INSTRUCTIONS TO FOLLOW: Your answer is every line of the material below in which the string "sign" occurs.

Start of Block

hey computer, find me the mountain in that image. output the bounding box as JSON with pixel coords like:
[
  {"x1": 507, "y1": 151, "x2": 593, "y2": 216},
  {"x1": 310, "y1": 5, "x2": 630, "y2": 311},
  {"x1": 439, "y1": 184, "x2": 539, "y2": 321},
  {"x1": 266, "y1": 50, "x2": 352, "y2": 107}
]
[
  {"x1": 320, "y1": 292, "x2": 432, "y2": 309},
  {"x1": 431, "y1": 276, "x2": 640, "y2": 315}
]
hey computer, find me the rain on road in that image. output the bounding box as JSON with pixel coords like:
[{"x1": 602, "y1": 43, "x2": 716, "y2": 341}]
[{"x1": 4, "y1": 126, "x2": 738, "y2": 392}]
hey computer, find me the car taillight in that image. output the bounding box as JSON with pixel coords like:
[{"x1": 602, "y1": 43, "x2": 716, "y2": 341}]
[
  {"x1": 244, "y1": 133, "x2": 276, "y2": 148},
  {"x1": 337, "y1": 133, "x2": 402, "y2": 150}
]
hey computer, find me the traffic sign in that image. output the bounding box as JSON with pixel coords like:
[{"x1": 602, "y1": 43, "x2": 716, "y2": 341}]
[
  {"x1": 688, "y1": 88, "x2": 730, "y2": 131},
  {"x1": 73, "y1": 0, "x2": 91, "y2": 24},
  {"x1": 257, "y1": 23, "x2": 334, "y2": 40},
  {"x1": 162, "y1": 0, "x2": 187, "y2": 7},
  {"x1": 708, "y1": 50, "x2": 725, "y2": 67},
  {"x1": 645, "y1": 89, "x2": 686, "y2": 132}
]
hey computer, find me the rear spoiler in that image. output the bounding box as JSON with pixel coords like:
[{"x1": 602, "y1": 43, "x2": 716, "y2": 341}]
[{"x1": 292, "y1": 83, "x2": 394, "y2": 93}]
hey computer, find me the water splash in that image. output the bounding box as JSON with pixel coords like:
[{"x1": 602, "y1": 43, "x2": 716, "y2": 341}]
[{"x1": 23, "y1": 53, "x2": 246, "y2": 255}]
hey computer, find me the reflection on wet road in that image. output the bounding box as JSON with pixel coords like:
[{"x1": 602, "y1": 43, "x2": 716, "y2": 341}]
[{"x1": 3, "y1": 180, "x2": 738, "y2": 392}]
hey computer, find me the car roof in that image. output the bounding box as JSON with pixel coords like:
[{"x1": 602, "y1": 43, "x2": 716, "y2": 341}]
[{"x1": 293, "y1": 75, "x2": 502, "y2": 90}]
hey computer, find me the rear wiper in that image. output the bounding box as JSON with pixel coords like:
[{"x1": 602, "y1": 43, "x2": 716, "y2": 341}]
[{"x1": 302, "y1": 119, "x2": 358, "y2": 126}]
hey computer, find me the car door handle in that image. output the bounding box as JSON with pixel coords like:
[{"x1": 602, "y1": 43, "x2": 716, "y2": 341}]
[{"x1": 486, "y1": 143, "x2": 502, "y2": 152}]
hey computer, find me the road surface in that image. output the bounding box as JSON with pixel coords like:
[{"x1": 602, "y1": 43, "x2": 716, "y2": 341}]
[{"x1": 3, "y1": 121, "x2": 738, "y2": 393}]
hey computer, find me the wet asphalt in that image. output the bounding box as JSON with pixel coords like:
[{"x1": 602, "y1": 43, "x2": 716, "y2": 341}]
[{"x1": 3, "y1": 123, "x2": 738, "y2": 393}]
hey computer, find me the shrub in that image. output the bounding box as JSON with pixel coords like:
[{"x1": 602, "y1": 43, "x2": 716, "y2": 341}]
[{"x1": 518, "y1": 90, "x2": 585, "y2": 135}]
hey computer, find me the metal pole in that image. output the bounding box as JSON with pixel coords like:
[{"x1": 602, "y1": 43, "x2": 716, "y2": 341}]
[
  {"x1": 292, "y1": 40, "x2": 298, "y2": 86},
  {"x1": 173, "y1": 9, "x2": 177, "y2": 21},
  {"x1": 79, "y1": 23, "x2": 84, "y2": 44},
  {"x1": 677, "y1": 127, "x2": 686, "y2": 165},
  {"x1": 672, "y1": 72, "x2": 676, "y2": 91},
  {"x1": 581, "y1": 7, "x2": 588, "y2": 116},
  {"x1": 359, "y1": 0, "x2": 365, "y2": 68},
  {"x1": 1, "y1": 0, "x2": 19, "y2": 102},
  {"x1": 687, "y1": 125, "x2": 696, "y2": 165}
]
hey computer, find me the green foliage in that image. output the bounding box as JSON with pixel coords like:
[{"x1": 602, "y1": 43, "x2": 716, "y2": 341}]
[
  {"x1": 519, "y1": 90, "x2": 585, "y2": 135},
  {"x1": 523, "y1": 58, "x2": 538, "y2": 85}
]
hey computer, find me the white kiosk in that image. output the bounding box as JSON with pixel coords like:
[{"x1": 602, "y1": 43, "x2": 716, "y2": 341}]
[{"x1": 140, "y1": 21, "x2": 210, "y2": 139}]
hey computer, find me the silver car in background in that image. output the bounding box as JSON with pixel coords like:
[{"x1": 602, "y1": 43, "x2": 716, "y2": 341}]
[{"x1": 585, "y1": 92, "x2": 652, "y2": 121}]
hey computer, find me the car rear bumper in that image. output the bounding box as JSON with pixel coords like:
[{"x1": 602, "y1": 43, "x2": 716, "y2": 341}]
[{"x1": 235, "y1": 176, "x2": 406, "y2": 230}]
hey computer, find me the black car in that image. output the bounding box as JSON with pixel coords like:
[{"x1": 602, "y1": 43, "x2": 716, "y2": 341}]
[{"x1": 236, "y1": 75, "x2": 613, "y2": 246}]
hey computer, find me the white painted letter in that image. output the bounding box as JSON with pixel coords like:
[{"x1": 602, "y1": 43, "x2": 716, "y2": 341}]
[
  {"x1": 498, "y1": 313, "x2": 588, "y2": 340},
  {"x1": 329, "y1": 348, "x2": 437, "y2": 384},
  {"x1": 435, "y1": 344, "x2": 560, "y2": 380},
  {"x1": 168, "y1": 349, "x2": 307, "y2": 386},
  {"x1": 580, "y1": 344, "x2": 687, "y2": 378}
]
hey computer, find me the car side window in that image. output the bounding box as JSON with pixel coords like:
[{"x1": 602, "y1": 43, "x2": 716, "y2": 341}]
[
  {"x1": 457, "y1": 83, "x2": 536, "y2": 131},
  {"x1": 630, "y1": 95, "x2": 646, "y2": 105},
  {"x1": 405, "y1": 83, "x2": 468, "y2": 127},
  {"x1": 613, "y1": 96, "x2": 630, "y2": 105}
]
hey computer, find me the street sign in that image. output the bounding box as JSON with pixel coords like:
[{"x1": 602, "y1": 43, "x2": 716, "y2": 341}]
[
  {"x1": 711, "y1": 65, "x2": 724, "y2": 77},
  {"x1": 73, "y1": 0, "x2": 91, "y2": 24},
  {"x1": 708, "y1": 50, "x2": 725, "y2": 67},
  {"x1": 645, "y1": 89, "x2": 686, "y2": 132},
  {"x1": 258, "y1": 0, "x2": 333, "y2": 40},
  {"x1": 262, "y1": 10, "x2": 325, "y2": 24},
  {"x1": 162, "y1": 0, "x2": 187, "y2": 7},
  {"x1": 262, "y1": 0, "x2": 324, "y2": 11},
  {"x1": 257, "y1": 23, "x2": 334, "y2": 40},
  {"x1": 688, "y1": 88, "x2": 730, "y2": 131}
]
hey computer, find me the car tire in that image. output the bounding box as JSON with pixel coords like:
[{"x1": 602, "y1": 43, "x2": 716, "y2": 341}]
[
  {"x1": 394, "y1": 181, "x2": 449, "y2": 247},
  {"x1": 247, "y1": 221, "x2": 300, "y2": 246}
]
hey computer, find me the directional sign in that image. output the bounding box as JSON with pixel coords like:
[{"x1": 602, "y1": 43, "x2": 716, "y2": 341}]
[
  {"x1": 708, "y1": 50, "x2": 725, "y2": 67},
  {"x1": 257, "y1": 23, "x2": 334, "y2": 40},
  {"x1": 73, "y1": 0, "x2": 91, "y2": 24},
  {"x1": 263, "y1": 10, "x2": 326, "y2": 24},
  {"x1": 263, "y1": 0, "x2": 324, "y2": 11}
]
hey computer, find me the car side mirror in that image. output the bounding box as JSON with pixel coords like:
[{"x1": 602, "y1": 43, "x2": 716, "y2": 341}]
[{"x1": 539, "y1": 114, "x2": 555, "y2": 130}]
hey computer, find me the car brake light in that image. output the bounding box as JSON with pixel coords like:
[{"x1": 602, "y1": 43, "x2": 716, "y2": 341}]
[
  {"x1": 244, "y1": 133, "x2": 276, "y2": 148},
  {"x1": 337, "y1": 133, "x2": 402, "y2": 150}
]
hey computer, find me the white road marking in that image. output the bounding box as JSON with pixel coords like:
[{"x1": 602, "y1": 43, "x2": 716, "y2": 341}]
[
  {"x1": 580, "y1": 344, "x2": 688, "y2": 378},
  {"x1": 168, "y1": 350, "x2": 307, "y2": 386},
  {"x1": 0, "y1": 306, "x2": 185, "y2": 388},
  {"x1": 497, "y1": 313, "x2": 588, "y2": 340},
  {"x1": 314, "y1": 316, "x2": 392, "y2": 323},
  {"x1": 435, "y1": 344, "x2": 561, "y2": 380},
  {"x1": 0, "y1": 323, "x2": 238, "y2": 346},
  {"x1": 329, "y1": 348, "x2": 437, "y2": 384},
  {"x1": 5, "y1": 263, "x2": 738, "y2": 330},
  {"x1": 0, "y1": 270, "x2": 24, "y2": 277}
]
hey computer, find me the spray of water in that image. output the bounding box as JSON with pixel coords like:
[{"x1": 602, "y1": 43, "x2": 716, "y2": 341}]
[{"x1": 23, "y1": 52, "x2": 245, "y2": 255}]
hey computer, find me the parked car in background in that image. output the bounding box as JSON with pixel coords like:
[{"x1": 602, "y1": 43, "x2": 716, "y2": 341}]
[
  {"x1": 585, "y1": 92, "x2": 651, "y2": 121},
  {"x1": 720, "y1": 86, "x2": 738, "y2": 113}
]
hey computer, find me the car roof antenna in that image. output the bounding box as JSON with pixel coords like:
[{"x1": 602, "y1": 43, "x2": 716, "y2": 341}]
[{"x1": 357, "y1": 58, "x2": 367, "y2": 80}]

End of Block

EXERCISE SOLUTION:
hey computer, find me the traffic sign in that image. output the bounding box as JSON with pixel coords like:
hey computer, find me the street sign in that image. output the bounding box as JSON with pixel coords like:
hey computer, find me the directional sign in that image. output the bounding box as JSON with pixel coords like:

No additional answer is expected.